▶ _SUPPLIED TEXT_
☆ ☆ ☆ ☆

Oil happened to be a three-letter word as far as the 18-year-old Greenfield racer was concerned, and not a pleasant one.

Leary’s maiden voyage into the USAC Silver Crown series – the top rung of the Speedway-based sanctioning body – lasted about two minutes. He was caught up in what became a three-car pileup at the first-turn wall on the sixth lap of the J.D. Byrider 100 Rich Vogler Classic.

It was no fault of Leary’s, as another car leaked oil on the track, and as a result Leary became tangled up with A.J. Fike and Ryan Litt. All three cars were eliminated, and the cleanup of the wreckage and oil brought out a red flag resulting in about a 30-minute halt to the action.

“Someone blew a motor and USAC decided not to throw a yellow, and the end result was three race cars got torn up,” Leary said. “As I came through, (my) car picked up a drift and it smacked the wall. There was no indication that there was oil on the track and the spotter didn’t see it, so USAC didn’t throw the yellow.”

Leary was credited with a 20th-place finish out of 24 starters, piloting the No. 35 machine for 6R Racing in which his family’s Leary Construction is the main sponsor.

“I learned quite a bit,” he said. “But I would have liked to run 100 laps and get the experience.”

This wasn’t Leary’s first race at Lucas Oil Raceway. He competed once there in the CRA sprint car series.

During practice, Leary turned about 45 laps, getting valuable time in the seat. Team co-owner Brad Armstrong said Leary was running progressively faster in the hot laps and that his qualifying time was quicker than in practice.

Leary earned the 15th starting spot, with a time of 21.782 seconds around the 5/8ths-mile oval.

“The car started (being) a little loose,” Leary said. “We made some adjustments and tried to get some push. We thought we had a competitive car, but we got into the wall. I’m disappointed that I didn’t get to run the full 100 laps.”

☆ ☆ ☆ ☆

▶ _SET EXERCISE A_
Pick out every line of the records that contains the string "road", matching its case exactly, and copy each of those lines.
▶ _SET EXERCISE B_
Write what comes next in the account of the young racer's USAC Silver Crown debut, picking up after its final sentence.
The text has no connection to the records.

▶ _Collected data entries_
☆ ☆ ☆ ☆

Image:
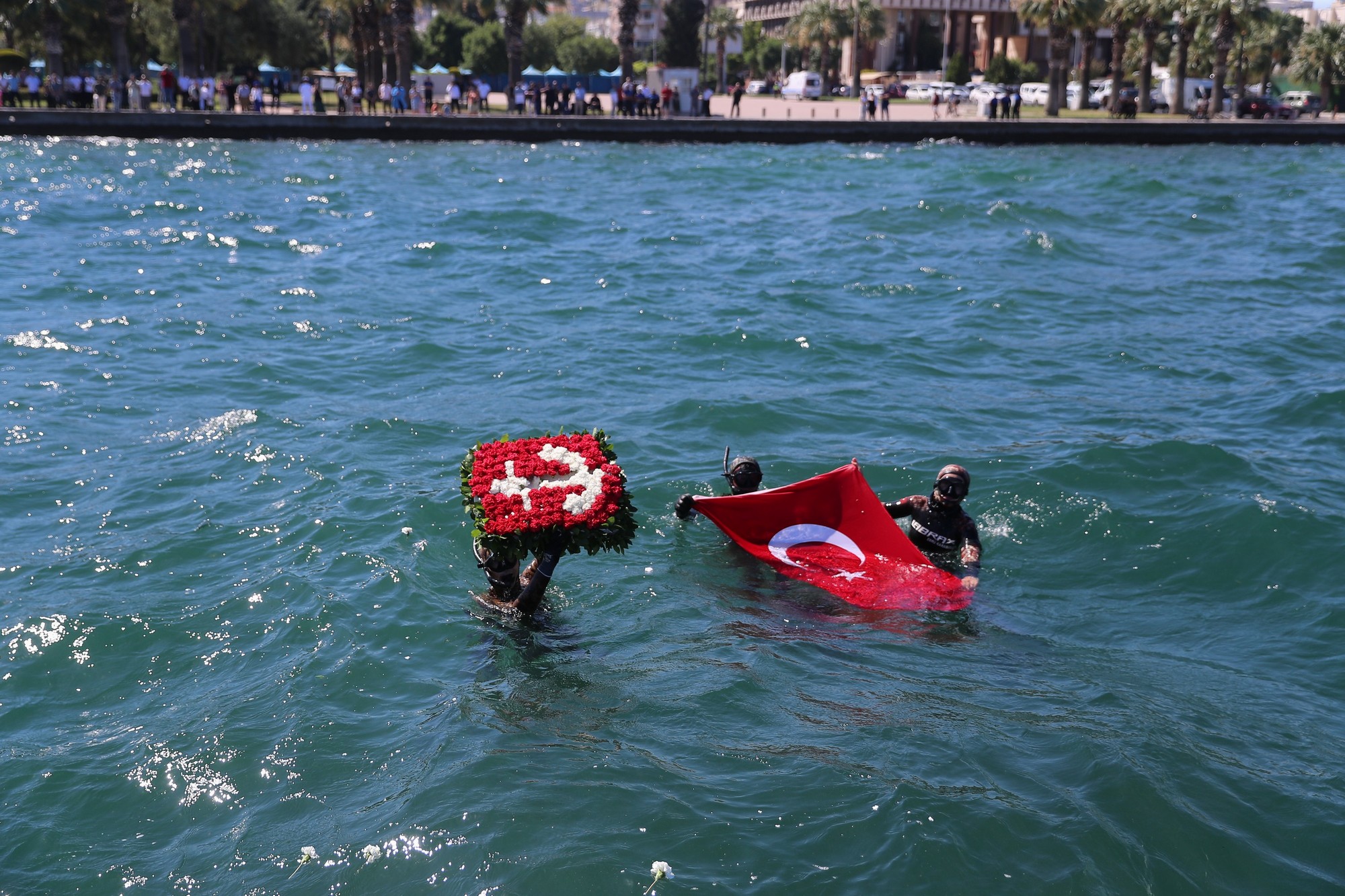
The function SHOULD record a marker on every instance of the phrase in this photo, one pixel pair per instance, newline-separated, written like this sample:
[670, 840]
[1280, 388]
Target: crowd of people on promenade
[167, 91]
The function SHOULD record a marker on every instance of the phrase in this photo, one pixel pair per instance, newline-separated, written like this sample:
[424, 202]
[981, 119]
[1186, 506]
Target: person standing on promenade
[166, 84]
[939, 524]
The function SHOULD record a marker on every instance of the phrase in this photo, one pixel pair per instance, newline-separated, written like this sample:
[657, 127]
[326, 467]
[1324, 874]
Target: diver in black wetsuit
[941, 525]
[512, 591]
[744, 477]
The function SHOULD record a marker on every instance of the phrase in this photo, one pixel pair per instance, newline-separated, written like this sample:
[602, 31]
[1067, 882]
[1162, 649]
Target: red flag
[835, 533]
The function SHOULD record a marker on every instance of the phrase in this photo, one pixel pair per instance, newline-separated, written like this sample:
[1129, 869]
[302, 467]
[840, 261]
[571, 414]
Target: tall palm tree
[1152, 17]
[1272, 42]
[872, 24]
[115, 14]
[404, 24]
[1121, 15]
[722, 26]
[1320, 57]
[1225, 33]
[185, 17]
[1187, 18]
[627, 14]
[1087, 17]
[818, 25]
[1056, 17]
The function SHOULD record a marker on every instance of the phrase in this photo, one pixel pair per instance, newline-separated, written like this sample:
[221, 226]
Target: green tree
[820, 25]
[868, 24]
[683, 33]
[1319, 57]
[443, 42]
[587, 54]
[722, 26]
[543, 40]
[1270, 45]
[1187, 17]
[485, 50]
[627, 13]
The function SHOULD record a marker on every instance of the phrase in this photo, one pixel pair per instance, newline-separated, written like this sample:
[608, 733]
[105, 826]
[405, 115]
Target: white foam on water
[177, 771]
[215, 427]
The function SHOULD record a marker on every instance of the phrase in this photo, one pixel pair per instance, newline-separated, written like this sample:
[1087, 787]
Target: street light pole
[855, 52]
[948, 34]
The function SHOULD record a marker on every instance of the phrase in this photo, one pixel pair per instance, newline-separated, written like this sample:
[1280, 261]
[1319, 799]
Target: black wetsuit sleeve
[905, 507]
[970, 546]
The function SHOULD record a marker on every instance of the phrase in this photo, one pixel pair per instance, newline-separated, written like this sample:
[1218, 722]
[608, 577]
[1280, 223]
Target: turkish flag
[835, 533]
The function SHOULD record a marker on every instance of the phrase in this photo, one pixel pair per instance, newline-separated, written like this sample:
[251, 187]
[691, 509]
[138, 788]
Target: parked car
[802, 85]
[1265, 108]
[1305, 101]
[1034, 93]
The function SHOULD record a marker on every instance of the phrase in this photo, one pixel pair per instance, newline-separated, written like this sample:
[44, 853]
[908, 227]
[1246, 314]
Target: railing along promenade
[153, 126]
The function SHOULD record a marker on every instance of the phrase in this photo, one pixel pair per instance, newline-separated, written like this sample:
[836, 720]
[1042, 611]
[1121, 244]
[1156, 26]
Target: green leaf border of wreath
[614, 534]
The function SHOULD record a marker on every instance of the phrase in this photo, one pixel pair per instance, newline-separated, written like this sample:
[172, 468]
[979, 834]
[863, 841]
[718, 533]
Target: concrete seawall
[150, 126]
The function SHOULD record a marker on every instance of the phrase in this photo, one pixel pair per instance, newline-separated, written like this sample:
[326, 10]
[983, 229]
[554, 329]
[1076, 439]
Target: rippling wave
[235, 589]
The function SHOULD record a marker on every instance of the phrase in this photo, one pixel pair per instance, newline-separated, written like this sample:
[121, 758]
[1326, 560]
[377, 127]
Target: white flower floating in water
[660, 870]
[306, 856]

☆ ☆ ☆ ☆

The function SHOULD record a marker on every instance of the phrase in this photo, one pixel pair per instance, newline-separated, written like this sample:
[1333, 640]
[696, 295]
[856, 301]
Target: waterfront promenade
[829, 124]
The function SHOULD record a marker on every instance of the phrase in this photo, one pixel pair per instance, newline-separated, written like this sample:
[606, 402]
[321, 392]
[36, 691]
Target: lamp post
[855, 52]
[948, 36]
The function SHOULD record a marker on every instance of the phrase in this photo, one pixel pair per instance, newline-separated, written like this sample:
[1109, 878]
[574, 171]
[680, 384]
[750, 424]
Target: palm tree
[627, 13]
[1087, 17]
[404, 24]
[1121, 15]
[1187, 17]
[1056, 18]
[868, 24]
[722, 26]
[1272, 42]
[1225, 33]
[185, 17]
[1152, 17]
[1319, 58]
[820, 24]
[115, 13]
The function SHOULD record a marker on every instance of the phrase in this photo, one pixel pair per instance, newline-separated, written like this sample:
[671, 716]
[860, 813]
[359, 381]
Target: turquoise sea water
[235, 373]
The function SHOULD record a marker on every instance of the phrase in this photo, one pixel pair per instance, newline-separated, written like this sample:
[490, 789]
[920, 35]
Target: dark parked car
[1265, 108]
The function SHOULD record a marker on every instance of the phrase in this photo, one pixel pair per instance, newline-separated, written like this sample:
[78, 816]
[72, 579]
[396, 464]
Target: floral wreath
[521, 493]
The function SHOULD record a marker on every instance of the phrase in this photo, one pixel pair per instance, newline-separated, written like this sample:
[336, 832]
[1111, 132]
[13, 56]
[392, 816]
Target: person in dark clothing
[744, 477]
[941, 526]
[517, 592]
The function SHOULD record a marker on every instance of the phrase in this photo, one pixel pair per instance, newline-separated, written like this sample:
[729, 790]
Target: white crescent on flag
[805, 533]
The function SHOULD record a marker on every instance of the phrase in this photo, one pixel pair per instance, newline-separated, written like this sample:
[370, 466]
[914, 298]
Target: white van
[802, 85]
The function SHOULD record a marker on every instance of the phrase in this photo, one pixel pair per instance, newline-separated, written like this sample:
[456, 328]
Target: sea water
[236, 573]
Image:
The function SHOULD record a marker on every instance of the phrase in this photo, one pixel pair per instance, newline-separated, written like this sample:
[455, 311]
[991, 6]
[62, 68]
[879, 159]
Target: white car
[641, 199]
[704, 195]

☆ ☆ ☆ ☆

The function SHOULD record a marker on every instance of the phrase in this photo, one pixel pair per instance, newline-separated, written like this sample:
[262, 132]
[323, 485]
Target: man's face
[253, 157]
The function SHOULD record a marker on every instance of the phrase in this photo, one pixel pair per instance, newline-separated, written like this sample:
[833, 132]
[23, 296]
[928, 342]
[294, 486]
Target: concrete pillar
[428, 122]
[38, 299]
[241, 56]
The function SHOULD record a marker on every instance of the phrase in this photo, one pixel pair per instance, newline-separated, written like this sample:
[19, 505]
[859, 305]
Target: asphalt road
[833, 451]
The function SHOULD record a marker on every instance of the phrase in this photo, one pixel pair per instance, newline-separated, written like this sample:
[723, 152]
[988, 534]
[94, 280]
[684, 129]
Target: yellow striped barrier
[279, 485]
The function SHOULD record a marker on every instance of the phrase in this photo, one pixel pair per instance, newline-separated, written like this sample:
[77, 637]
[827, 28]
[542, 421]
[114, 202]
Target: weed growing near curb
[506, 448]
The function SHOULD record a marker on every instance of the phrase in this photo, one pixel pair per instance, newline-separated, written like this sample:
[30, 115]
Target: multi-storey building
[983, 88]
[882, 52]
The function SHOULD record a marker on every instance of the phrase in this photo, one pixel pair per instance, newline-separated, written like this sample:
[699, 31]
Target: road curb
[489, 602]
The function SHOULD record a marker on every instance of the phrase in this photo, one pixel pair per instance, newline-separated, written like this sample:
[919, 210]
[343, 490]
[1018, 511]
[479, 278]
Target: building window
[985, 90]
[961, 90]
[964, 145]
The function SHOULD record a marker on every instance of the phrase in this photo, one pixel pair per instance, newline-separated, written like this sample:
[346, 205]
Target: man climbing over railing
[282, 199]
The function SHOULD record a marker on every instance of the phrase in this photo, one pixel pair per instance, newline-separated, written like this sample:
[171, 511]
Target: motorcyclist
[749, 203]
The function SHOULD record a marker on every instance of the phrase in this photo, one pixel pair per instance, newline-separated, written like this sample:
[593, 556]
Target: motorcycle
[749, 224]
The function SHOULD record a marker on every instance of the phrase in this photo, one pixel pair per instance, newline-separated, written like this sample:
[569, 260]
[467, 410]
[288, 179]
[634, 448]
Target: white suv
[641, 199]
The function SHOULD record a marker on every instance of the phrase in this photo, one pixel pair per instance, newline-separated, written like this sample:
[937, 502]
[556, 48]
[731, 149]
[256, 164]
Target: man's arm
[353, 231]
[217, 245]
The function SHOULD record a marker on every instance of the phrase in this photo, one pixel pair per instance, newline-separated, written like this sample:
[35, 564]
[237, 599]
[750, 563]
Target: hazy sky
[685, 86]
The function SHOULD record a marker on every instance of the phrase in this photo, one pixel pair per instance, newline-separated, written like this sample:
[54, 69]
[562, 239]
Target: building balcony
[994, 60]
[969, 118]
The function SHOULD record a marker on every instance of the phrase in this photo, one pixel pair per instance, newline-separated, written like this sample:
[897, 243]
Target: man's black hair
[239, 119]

☆ ☆ ☆ ☆

▶ _RESULT A_
Target: asphalt road
Target: road curb

▶ _RESULT B_
Among the other drivers in the field were NASCAR veterans Ryan Newman (he started second) and Ken Schrader, along with longtime Silver Crown star Tracy Hines of New Castle. Leary, though, said he was more focused on his own efforts.

David Byrne won the race, overtaking polesitter and race-long leader Tanner Swanson on the final turn. Newman finished fourth, Schrader 10th and Hines was also knocked out on a crash on lap 17.

The 6R team has two Silver Crown cars. The one Leary drove Thursday is for pavement tracks, and it is out of commission until next year both because of the damage and the Thursday race was the last one of the season on pavement.

However, there are five races left in which Leary can drive the dirt-track car, beginning next weekend in Belleville, Kansas. The other Silver Crown events are in Springfield and DuQuoin, Illinois, Eldora, Ohio, and Syracuse, New York.

In the immediate future, Leary will continue on the USAC sprint-car trail, with races today in Lawrenceburg and Sunday in Kokomo. He stands 10th in the season standings.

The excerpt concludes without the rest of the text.